**EXERCISE DESCRIPTION:**
Please rewrite the entries from the line with "Identify the window pane" through the end of the entries, swapping "handbag" for "purse" and leaving everything else unchanged.
* * * * * * * * *
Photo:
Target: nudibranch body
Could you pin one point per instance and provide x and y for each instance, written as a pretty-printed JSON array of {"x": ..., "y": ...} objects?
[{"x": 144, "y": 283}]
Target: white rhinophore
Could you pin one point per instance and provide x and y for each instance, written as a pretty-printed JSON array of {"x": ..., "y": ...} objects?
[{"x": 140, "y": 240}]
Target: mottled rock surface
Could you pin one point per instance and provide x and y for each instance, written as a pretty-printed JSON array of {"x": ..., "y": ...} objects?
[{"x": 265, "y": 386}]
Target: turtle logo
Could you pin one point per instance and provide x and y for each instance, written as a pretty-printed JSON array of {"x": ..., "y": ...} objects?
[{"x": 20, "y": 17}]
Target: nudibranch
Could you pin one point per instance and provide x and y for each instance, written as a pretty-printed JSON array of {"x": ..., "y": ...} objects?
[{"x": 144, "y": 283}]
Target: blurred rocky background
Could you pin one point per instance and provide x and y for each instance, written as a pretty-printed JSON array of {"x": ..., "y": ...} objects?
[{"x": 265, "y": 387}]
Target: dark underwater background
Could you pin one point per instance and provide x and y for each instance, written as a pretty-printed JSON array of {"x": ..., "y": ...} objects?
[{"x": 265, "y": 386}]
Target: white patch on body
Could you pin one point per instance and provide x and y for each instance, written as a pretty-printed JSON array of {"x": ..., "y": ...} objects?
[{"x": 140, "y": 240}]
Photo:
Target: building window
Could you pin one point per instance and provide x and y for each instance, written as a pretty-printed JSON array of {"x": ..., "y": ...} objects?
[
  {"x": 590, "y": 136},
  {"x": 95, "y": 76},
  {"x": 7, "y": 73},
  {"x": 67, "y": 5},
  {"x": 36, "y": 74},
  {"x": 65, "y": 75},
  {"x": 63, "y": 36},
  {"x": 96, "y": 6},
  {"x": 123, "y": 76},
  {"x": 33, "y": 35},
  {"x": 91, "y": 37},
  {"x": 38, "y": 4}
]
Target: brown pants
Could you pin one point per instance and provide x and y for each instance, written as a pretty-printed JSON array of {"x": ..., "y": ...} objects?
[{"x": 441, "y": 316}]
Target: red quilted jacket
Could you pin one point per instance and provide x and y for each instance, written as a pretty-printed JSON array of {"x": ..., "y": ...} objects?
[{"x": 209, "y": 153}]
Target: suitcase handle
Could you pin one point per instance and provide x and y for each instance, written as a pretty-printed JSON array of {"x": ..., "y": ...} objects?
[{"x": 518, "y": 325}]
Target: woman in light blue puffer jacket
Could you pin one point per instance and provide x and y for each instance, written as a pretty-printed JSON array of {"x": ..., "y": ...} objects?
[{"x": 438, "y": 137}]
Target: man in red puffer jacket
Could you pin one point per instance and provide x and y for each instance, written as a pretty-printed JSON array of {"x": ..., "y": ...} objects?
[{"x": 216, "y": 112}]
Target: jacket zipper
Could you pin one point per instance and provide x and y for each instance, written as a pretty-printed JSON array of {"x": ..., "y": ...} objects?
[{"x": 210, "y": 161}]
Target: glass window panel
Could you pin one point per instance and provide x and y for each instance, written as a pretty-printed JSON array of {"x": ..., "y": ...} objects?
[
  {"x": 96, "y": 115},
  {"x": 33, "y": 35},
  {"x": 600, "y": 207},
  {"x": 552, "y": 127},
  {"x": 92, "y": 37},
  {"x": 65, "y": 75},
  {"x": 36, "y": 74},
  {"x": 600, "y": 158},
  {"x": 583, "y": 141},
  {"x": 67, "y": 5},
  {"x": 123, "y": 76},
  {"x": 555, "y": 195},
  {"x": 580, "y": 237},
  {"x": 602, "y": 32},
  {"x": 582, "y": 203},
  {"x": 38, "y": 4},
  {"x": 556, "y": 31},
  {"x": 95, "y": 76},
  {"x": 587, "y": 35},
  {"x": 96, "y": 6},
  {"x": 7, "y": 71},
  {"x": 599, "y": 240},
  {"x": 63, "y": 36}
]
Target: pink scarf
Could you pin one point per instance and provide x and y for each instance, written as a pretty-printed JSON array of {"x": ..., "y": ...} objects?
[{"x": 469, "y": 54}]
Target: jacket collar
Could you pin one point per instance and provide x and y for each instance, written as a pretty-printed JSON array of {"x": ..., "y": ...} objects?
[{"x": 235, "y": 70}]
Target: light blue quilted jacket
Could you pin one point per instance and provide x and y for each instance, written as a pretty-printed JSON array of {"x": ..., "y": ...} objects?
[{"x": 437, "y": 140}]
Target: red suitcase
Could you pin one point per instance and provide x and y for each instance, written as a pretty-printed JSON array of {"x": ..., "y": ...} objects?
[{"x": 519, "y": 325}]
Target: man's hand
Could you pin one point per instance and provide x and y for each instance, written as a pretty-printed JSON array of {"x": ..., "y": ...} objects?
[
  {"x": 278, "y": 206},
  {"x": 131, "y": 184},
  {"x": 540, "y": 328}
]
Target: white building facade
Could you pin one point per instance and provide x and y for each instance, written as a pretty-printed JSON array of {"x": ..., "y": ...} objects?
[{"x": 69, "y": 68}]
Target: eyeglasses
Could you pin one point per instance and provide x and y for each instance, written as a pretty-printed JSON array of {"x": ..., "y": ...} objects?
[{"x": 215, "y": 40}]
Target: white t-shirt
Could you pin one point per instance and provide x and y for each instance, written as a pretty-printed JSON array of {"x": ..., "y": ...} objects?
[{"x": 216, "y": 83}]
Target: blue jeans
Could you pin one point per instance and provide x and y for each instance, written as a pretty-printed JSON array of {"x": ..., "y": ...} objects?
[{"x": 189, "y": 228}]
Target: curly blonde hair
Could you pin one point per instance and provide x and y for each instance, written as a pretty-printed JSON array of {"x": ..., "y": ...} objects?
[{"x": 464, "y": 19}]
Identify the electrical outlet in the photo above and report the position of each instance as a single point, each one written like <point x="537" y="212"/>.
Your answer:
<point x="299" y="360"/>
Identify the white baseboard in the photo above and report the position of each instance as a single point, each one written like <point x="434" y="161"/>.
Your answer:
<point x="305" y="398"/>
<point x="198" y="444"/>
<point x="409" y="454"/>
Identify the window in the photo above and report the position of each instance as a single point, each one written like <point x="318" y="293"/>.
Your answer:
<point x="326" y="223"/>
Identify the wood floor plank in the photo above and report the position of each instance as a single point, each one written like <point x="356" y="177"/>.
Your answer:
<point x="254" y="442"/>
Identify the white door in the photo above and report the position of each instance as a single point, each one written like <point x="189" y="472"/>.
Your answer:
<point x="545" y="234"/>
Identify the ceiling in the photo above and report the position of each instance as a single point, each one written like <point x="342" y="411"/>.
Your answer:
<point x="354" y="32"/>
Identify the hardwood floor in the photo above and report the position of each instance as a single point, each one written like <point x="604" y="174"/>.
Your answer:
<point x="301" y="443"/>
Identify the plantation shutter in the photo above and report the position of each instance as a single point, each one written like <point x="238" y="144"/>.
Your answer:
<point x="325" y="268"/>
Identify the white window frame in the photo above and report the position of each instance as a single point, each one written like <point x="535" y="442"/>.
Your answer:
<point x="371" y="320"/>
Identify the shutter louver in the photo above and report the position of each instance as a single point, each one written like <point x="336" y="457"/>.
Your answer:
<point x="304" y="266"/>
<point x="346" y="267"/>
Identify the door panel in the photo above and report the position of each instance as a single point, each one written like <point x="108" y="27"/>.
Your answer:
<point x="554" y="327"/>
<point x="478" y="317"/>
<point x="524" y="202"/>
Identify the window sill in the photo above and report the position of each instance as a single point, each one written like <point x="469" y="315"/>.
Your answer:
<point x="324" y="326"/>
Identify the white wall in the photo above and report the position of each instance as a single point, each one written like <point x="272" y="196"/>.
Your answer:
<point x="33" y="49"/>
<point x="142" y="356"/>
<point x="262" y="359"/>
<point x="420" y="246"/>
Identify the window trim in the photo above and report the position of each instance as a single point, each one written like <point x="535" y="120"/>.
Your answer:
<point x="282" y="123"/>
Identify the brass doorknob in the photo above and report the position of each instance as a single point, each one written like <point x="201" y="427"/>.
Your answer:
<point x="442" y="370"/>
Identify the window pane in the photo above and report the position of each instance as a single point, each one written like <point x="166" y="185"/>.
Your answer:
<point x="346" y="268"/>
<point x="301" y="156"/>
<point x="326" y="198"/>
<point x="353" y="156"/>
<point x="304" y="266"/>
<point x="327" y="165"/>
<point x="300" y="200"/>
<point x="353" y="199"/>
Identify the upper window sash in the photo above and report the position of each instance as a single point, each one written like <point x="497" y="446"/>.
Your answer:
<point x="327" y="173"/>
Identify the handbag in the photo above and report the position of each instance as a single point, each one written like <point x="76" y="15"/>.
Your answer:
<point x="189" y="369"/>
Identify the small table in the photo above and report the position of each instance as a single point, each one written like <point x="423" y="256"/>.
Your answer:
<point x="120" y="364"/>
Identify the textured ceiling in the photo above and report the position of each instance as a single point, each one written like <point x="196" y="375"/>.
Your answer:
* * * * * * * * *
**RESPONSE TO THIS EXERCISE:**
Identify the window pane in the photo above and report the position of each instance as a single point, each one written like <point x="166" y="185"/>.
Your answer:
<point x="346" y="268"/>
<point x="301" y="156"/>
<point x="326" y="198"/>
<point x="353" y="156"/>
<point x="304" y="266"/>
<point x="327" y="165"/>
<point x="300" y="200"/>
<point x="353" y="199"/>
Identify the upper window sash in the photo above and report the position of each instance as a single point, each one written like <point x="497" y="446"/>.
Your answer:
<point x="327" y="173"/>
Identify the purse in the photo above and report the position of each instance as a single point, each one written like <point x="76" y="15"/>.
Your answer:
<point x="189" y="369"/>
Identify the small table in the photo above and report the position of each instance as a single point, each one written like <point x="423" y="256"/>.
Your answer:
<point x="120" y="364"/>
Identify the textured ceiling in the photo above and report the position of each instance as a single point, each one written like <point x="196" y="375"/>.
Your answer:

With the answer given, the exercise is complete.